Work to be completed — Write the data out again exactly, with no pictures.

** START Dataset entries **

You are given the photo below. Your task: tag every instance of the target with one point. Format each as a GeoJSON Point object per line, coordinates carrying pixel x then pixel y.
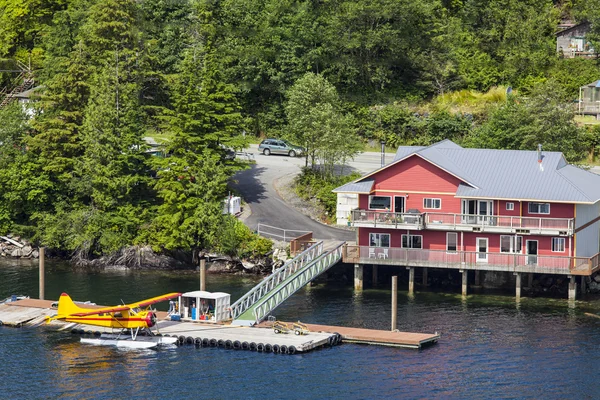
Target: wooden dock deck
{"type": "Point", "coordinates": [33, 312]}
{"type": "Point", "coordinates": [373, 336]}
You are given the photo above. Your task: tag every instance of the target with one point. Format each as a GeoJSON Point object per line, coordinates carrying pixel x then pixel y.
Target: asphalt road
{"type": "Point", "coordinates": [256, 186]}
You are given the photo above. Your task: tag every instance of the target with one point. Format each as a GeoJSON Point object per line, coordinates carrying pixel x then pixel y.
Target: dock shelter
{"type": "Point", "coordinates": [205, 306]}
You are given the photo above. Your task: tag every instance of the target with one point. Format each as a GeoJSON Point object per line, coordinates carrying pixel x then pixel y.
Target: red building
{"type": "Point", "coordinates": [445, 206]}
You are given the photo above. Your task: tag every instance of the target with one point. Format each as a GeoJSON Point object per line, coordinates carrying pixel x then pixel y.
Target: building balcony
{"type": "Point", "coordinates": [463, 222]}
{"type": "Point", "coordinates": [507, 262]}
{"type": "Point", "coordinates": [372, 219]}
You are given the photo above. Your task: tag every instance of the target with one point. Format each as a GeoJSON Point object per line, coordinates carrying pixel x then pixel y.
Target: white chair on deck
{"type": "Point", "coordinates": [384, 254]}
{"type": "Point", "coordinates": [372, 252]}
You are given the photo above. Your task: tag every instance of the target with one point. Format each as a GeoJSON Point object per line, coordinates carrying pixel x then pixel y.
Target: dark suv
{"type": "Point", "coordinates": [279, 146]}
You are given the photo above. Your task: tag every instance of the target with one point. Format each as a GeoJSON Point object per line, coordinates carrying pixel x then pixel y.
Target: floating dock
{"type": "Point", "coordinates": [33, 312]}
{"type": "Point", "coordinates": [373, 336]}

** END Dataset entries **

Exercise answer —
You are given the photo below. Your task: tag every instance of the target with one point. Format each as a GeoJSON Point object per line, coordinates carrying pixel x then pixel y.
Target: wooden dock deck
{"type": "Point", "coordinates": [33, 312]}
{"type": "Point", "coordinates": [373, 336]}
You are given the photo above. Your task: tag every instance of the target with one point. Format each as a GeoJSON Point object per line, coordinates carrying pixel x then pixel y.
Target: asphalt road
{"type": "Point", "coordinates": [256, 186]}
You are given the photo above. Your task: tag every instance of the target with one point. Format each as a GeoJSON Point object per line, coordinates carrying pixel x then pixel y.
Target: dock shelter
{"type": "Point", "coordinates": [205, 306]}
You are given the photo above. Your task: tag every instance of the target with one point. Format each as a GeoJSON Point object per line, coordinates carrying pixel x then pixel y.
Target: red building
{"type": "Point", "coordinates": [445, 206]}
You are given the photo above. Your task: tag every instance of the target with one point. Format each as a GeoJSON Point object per line, coordinates carrying pixel x then pixel y.
Target: building balcony
{"type": "Point", "coordinates": [463, 222]}
{"type": "Point", "coordinates": [507, 262]}
{"type": "Point", "coordinates": [372, 219]}
You are given the photo above. Your task: tag every instance of the target with one point. Format each as a GeoJSON Point object per line, coordinates carrying pixel x then pixel y.
Target: white chair on deck
{"type": "Point", "coordinates": [384, 254]}
{"type": "Point", "coordinates": [372, 252]}
You are given the photo above. Your task: tag every instance of the target with one point. Format each as a GeoJSON Point object per line, coordinates carrying pixel x then pixel y.
Target: dark suv
{"type": "Point", "coordinates": [279, 146]}
You are given the photo above. Your task: tag every instance of the target with one point. Format each as a GeoJSON Point object per line, coordinates carrying pixel x then pixel y.
Target: floating dock
{"type": "Point", "coordinates": [33, 312]}
{"type": "Point", "coordinates": [373, 336]}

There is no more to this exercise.